Start of Passage provided

When politicians come under intense pressure at home, they often search for an external enemy or a moral crusade abroad to steady their ground. Donald Trump appears to be doing exactly that  and Nigeria has become a convenient stage for this political survival strategy.

In the United States, Trump is battling multiple storms at once. Public scrutiny over his alleged links to the Jeffrey Epstein file saga continues to raise uncomfortable questions. Inflation and the rising cost of living have left many Americans frustrated and angry, with everyday expenses stretching household incomes to breaking point. On the foreign front, aggressive rhetoric around Venezuela including talk of regime change, invasion, and even the kidnapping of President Nicolás Maduro and his wife has drawn criticism and heightened global tension.

Faced with these pressures, Trump needed a narrative strong enough to shift public attention. He found it in religion.

By pushing the claim that Christians are facing a “genocide” in Nigeria, Trump has positioned himself as a global defender of Christianity, a message carefully crafted to appeal to his evangelical base at home. The framing is clear: Christians are under attack, the world is silent, and Trump is the only leader bold enough to stand up for them. It is emotionally powerful, politically useful, and deeply misleading.

Nigeria’s security crisis is real, but it is not a religious extermination campaign.

Terrorism, banditry, kidnapping, and communal violence affect Nigerians across all faiths. Christians are victims. Muslims are victims. Entire communities have been devastated regardless of religion. To label this complex national tragedy as a targeted “Christian genocide” is not only inaccurate but also dangerous.

Trump’s narrative slipped further into propaganda when he referenced an alleged Christmas Eve attack in Sokoto, claiming it was the reason Christians enjoyed a peaceful Christmas. That claim does not align with verified events on the ground. There was no such incident in Sokoto that fits his description, and no evidence that any U.S. action ensured Christmas peace in Nigeria. It was a blatant distortion, designed to dramatise a political message rather than reflect reality.

End of Passage provided
Start of Data for analysis

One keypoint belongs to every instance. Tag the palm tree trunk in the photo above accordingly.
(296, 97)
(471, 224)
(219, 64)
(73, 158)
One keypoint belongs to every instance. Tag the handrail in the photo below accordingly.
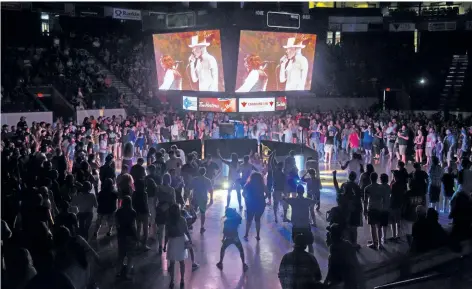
(412, 281)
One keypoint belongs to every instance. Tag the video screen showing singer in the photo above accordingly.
(256, 79)
(189, 61)
(172, 77)
(275, 61)
(203, 66)
(293, 65)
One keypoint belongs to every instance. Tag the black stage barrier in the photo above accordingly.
(187, 146)
(227, 146)
(283, 149)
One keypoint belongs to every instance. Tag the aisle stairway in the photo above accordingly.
(450, 96)
(139, 106)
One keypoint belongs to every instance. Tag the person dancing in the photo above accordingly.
(257, 78)
(234, 177)
(201, 186)
(230, 236)
(419, 140)
(254, 193)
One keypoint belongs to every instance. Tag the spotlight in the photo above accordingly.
(225, 185)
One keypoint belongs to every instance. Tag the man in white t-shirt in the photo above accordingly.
(430, 143)
(262, 129)
(302, 208)
(174, 130)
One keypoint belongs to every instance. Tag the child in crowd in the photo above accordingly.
(230, 236)
(447, 189)
(439, 150)
(313, 187)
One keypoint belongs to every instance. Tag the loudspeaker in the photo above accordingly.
(227, 128)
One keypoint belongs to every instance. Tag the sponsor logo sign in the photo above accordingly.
(190, 103)
(468, 25)
(442, 26)
(355, 27)
(256, 104)
(401, 27)
(217, 104)
(126, 14)
(281, 103)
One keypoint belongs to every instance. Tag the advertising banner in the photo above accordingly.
(281, 103)
(217, 104)
(257, 104)
(13, 118)
(401, 27)
(355, 27)
(468, 25)
(442, 26)
(81, 114)
(126, 14)
(190, 103)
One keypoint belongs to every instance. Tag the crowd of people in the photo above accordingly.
(55, 176)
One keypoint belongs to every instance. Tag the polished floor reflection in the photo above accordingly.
(263, 257)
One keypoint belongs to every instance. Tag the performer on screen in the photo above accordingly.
(172, 77)
(203, 66)
(293, 65)
(257, 78)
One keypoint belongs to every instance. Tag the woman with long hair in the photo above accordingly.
(378, 142)
(419, 141)
(365, 177)
(179, 240)
(118, 145)
(232, 220)
(103, 148)
(166, 198)
(354, 141)
(85, 201)
(128, 154)
(107, 206)
(234, 177)
(254, 194)
(125, 184)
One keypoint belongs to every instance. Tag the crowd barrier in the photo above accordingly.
(81, 114)
(405, 265)
(13, 118)
(227, 146)
(185, 145)
(283, 149)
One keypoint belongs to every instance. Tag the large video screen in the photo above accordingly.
(217, 104)
(189, 61)
(190, 103)
(275, 61)
(281, 103)
(261, 104)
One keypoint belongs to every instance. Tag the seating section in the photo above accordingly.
(19, 71)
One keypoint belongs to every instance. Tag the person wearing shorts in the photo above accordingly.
(201, 186)
(376, 204)
(302, 209)
(403, 142)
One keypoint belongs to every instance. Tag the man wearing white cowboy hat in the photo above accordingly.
(293, 65)
(203, 66)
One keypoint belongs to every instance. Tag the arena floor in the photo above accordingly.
(263, 257)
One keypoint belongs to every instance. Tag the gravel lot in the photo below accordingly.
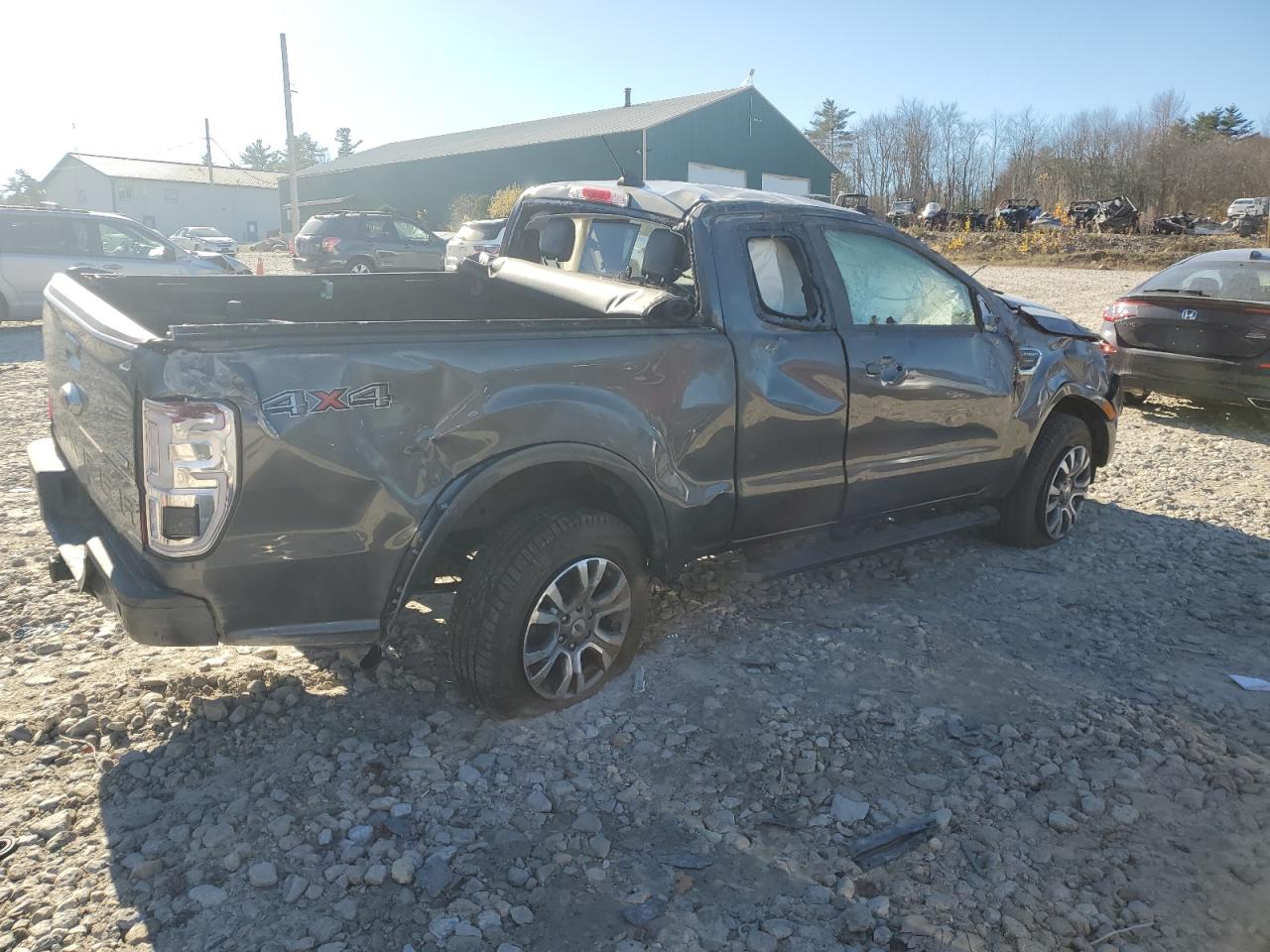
(1062, 719)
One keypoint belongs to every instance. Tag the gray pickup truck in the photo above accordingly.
(652, 373)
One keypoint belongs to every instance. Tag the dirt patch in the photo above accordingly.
(1076, 249)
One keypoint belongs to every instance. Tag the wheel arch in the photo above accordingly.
(1096, 413)
(572, 472)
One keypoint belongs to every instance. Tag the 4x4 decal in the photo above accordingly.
(303, 403)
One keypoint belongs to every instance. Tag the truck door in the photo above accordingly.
(792, 394)
(931, 389)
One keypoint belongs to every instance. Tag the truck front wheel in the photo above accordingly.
(550, 610)
(1047, 500)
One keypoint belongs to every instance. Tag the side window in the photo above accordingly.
(409, 231)
(119, 240)
(780, 275)
(379, 230)
(888, 285)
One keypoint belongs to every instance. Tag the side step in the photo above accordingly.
(861, 540)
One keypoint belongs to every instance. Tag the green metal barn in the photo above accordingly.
(733, 137)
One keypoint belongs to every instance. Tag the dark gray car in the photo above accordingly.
(1201, 329)
(361, 243)
(652, 375)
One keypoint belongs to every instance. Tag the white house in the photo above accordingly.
(169, 195)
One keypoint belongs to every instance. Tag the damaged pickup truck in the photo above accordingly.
(651, 375)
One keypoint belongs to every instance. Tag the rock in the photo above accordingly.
(263, 875)
(846, 809)
(1124, 814)
(294, 888)
(207, 895)
(930, 782)
(436, 875)
(780, 928)
(1061, 821)
(53, 824)
(82, 728)
(645, 911)
(403, 871)
(1192, 798)
(857, 916)
(521, 915)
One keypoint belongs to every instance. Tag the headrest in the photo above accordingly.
(663, 255)
(556, 239)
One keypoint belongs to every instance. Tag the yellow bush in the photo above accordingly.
(500, 204)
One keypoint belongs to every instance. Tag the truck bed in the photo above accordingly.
(509, 291)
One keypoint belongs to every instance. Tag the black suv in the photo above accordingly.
(361, 243)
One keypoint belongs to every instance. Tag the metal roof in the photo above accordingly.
(675, 198)
(602, 122)
(154, 171)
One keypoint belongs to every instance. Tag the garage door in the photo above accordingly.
(786, 184)
(716, 176)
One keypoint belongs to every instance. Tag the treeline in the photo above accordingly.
(1161, 157)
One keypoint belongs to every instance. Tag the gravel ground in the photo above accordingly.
(1058, 722)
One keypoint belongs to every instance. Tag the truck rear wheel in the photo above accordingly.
(1052, 489)
(550, 610)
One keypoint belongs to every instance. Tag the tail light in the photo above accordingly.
(190, 462)
(593, 193)
(1119, 309)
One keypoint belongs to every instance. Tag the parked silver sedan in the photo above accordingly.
(37, 243)
(475, 238)
(204, 238)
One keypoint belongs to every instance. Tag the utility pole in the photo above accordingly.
(207, 137)
(291, 137)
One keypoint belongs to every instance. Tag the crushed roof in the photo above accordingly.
(155, 171)
(602, 122)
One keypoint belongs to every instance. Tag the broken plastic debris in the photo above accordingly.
(1250, 683)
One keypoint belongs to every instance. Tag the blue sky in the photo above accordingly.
(137, 77)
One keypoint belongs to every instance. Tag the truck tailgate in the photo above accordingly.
(89, 350)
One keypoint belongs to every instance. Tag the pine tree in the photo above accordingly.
(347, 146)
(828, 131)
(258, 155)
(23, 188)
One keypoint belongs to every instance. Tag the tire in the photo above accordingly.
(1026, 520)
(495, 648)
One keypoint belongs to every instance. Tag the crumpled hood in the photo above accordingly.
(1046, 318)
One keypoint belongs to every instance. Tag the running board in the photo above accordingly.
(861, 542)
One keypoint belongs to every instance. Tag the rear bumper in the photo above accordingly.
(103, 562)
(1239, 382)
(318, 266)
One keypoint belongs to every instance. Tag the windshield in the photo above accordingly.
(479, 231)
(1205, 277)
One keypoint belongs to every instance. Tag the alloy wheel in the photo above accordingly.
(576, 629)
(1069, 488)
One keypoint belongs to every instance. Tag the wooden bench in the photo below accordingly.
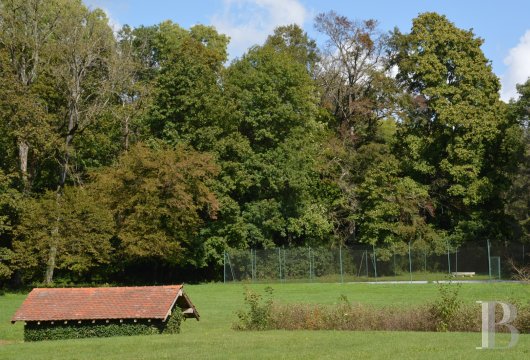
(463, 273)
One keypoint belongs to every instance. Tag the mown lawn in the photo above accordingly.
(213, 338)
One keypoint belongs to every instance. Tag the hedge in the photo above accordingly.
(74, 330)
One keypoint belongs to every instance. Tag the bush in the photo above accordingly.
(258, 314)
(447, 313)
(174, 322)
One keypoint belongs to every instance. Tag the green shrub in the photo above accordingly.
(174, 322)
(258, 314)
(447, 306)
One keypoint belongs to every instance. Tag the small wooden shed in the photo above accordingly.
(149, 306)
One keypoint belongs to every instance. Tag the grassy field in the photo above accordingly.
(213, 338)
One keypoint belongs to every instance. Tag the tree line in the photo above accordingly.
(141, 155)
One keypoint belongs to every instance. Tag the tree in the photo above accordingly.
(26, 34)
(159, 198)
(359, 95)
(9, 215)
(518, 196)
(188, 105)
(352, 74)
(293, 40)
(453, 133)
(85, 228)
(277, 118)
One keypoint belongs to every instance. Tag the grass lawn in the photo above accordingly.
(213, 338)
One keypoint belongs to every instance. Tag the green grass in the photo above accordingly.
(213, 338)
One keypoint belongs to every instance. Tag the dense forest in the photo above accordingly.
(141, 155)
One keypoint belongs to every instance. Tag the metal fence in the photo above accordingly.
(357, 264)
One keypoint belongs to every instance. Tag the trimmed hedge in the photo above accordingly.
(73, 330)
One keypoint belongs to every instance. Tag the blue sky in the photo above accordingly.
(504, 25)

End of Data for analysis

**Questions on the material**
A. In the piece on Trump and Nigeria, where did Trump say an alleged Christmas Eve attack took place?
B. Restate the paragraph of the Trump and Nigeria piece that begins "In the United States, Trump is battling" as a short bulleted list of its main facts.
C. Carry on writing the piece on Trump's claims about Nigeria, beginning after its final sentence.
The lines above are separate material and have no connection to the piece about Trump and Nigeria.

**Responses in order**
A. Sokoto

B.
- Trump faces several pressures in the United States at once.
- Public scrutiny over his alleged links to the Jeffrey Epstein file saga keeps raising uncomfortable questions.
- Inflation and the rising cost of living have left many Americans frustrated and angry, straining household incomes.
- His aggressive rhetoric on Venezuela has drawn criticism and heightened global tension. That rhetoric includes talk of regime change, invasion, and the kidnapping of President Nicolás Maduro and his wife.

C.
This kind of rhetoric carries serious consequences. Painting Nigeria as a battlefield of religious war risks inflaming tensions in a fragile, multi-faith society. It undermines the efforts of religious leaders, traditional rulers, and civil society actors who have worked tirelessly to prevent insecurity from being framed as a Christian-versus-Muslim conflict. Worse still, it hands extremists the very narrative they thrive on.

The timing of Trump’s claims is telling. As American citizens demand answers on inflation, governance, and personal conduct, attention is redirected toward a foreign crisis framed in moral absolutes. It is easier to mobilise outrage about distant suffering than to offer solutions to domestic hardship.

Nigeria should not be used as a prop in another country’s political theatre. Our security challenges require honest diagnosis, internal reform, and genuine international cooperation not exaggerated narratives crafted for campaign applause.

For Americans, the issue goes beyond Nigeria. Leadership demands truth, not fear-mongering; solutions, not distractions. When a foreign tragedy is repackaged to rescue a struggling political image, it reveals not strength, but desperation.

In the end, Trump’s rhetoric tells us less about Nigeria and more about the politics of survival in Washington; where distraction, once again, is being sold as leadership.